WHAT IS REQUIRED
Give the records from the line holding "Mark any visible ceiling fan light." through the line holding "[512,229,640,345]", inclusive, as a two-column CSV with the columns text and answer. Use one row per record, put each value in its own quoted field, and turn any line breaks into spaces.

Data items:
****

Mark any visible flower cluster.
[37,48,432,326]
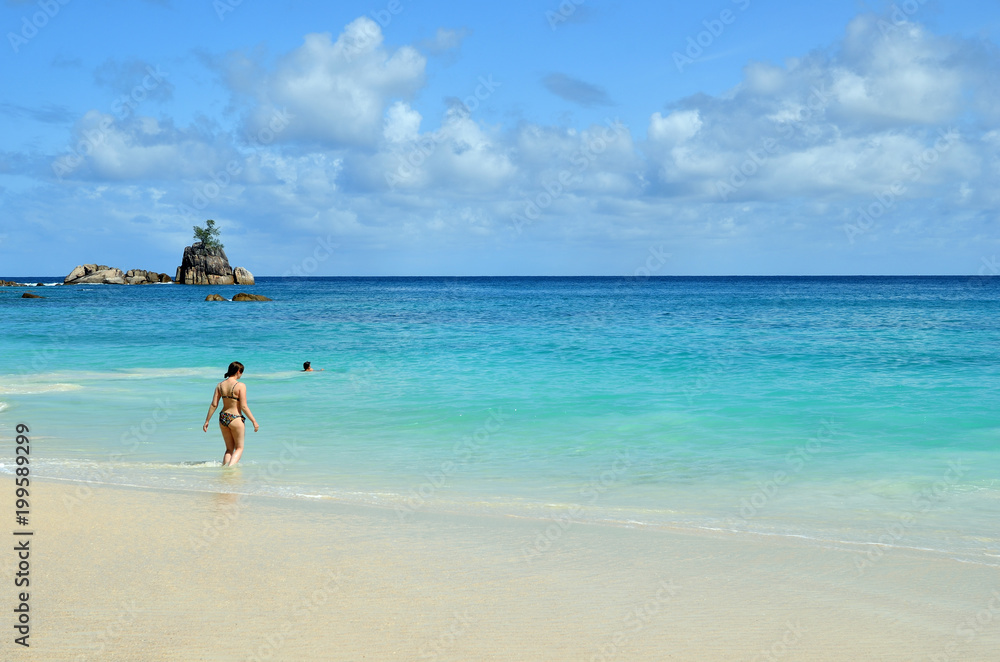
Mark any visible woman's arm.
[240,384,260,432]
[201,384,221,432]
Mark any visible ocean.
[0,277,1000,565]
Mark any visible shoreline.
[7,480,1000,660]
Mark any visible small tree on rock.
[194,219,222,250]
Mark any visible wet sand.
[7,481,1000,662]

****

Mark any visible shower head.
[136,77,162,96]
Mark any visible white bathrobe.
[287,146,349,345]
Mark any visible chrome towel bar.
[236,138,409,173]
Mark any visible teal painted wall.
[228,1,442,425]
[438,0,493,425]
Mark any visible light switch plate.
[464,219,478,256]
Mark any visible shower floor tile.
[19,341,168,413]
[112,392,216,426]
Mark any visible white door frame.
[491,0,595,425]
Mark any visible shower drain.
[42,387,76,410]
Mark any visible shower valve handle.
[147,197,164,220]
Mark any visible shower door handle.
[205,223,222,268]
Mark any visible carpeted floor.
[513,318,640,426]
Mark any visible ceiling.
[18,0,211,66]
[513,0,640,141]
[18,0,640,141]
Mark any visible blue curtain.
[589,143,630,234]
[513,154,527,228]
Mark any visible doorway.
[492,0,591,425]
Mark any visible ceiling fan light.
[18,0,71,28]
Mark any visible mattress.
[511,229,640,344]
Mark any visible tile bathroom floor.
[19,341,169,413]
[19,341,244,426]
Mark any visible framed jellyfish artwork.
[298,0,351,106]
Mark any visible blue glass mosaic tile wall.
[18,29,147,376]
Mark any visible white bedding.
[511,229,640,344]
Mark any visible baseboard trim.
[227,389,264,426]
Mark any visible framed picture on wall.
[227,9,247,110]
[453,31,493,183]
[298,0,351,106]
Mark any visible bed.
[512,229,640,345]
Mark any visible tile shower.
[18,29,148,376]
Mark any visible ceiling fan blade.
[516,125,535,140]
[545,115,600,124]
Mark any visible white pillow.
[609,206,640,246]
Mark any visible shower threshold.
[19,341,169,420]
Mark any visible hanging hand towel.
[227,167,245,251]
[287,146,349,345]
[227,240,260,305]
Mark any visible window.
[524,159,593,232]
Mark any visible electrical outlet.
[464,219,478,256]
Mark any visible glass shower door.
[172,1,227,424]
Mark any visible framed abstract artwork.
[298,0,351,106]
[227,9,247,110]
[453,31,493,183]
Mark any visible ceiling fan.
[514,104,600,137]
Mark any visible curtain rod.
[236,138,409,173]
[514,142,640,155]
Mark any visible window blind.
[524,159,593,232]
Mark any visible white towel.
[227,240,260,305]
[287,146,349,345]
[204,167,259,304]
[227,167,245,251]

****

FULL RESPONSE
text,answer
"Mark any visible ceiling fan light.","[18,0,71,28]"
"Mark any visible mattress.","[511,229,640,344]"
"Mark any visible tile bathroom floor.","[19,341,169,413] [19,341,244,426]"
"Mark any visible framed jellyfish artwork.","[298,0,351,106]"
"Mark any visible blue glass mosaic tile wall.","[18,29,147,376]"
"Mark any visible white bedding.","[511,229,640,344]"
"Mark any visible baseboard trim.","[227,389,264,426]"
"Mark any visible framed picture on wall.","[227,9,247,110] [453,31,493,183] [298,0,351,106]"
"Mark any visible bed.","[512,229,640,345]"